* To do *
Reproduce the material below, putting "black coat" wherever "dark jacket" appears and changing nothing else.

* Items *

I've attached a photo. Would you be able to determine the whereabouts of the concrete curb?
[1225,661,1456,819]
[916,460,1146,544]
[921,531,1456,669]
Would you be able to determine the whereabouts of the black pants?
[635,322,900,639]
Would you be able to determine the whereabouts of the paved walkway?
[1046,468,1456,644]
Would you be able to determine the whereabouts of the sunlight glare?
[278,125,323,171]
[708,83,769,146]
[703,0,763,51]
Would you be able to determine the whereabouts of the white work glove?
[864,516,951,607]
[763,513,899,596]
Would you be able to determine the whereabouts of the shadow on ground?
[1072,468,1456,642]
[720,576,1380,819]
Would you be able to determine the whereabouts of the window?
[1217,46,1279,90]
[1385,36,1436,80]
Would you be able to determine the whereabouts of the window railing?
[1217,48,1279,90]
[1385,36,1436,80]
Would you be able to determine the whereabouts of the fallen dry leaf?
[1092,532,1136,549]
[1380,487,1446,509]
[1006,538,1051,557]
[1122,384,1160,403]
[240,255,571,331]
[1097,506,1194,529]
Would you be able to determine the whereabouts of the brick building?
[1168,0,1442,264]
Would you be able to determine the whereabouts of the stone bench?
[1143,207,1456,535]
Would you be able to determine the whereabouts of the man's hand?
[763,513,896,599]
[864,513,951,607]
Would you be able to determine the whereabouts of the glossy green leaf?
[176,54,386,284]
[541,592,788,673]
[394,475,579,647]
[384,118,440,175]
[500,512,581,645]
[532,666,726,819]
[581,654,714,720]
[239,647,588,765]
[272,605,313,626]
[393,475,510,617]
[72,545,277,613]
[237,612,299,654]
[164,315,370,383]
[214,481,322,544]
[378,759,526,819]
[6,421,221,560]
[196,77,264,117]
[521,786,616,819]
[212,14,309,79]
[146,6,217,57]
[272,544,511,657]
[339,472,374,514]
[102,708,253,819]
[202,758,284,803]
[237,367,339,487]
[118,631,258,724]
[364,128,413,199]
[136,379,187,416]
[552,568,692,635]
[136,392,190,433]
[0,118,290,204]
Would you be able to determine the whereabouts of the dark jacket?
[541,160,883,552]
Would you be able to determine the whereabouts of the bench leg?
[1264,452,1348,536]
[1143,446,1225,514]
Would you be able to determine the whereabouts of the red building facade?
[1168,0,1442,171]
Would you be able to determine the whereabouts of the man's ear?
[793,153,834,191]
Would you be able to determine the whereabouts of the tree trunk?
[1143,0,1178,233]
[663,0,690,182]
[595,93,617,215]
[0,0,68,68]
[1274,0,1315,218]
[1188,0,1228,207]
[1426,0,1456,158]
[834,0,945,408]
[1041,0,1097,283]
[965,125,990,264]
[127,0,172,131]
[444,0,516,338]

* Answer *
I've attached a photo. Would you be able to determine the whereabouts of the concrete curb?
[1225,661,1456,819]
[916,460,1146,544]
[921,531,1456,669]
Would you be able to determine the whereabouts of the black pants?
[635,322,900,639]
Would you be able to determine the whereabouts of the paved walkway?
[1046,468,1456,644]
Would you be able to determine the whereabouts of the sunlight glare?
[278,125,323,171]
[708,83,769,146]
[703,0,763,51]
Would you be able to determine the whereabouts of the white work glove?
[864,516,951,607]
[763,513,899,596]
Would you be able to determine the whereabouts of the shadow on ground?
[1072,468,1456,642]
[720,576,1380,819]
Would you be able to determine the whereabouts of the window?
[1217,46,1279,90]
[1385,36,1436,80]
Would you be able to determine the whereabouts of the window railing?
[1217,48,1279,90]
[1385,36,1436,80]
Would you be able to determine the whereabouts of the fallen dry leaf?
[1092,532,1136,549]
[1380,487,1446,509]
[1006,538,1051,557]
[1122,384,1160,403]
[240,255,571,331]
[1097,506,1194,529]
Would you be able to determine the whereabouts of the brick building?
[1168,0,1442,264]
Would you be able to determine the whereabouts of the stone bench?
[1143,207,1456,535]
Would you be able to determine the whereabouts of the man's hand?
[763,513,896,599]
[864,513,951,607]
Would you be able to determine the whereabouts of the glossy green leaf?
[176,54,386,284]
[541,592,788,673]
[394,475,579,647]
[384,118,440,175]
[500,512,581,645]
[532,666,726,819]
[581,654,714,720]
[239,647,588,765]
[272,605,313,626]
[393,475,510,617]
[72,545,277,613]
[237,612,299,654]
[164,315,370,383]
[214,481,322,544]
[378,759,526,819]
[6,421,221,560]
[196,77,264,117]
[521,786,616,819]
[212,14,309,79]
[146,6,217,57]
[272,544,511,657]
[339,472,374,514]
[102,708,253,819]
[202,758,284,803]
[237,367,339,487]
[118,631,258,724]
[364,128,413,199]
[136,379,187,416]
[552,568,692,635]
[136,392,190,433]
[0,118,290,204]
Would you be able to determine the whereabouts of the black coat?
[541,160,883,552]
Would you be able to determine the whereabouts of the bench leg?
[1264,452,1348,536]
[1143,446,1225,514]
Would you be able to determine the whereabouts of the red building facade?
[1168,0,1442,171]
Would you be able to determine the whereabouts of the man's ear?
[793,153,834,191]
Would you be able to determine the whereabouts of the tree trunk?
[1143,0,1178,233]
[663,0,690,182]
[595,93,617,215]
[0,0,68,68]
[1274,0,1315,218]
[1188,0,1228,207]
[1426,0,1456,158]
[834,0,945,408]
[1041,0,1097,283]
[965,125,990,264]
[127,0,172,131]
[444,0,516,338]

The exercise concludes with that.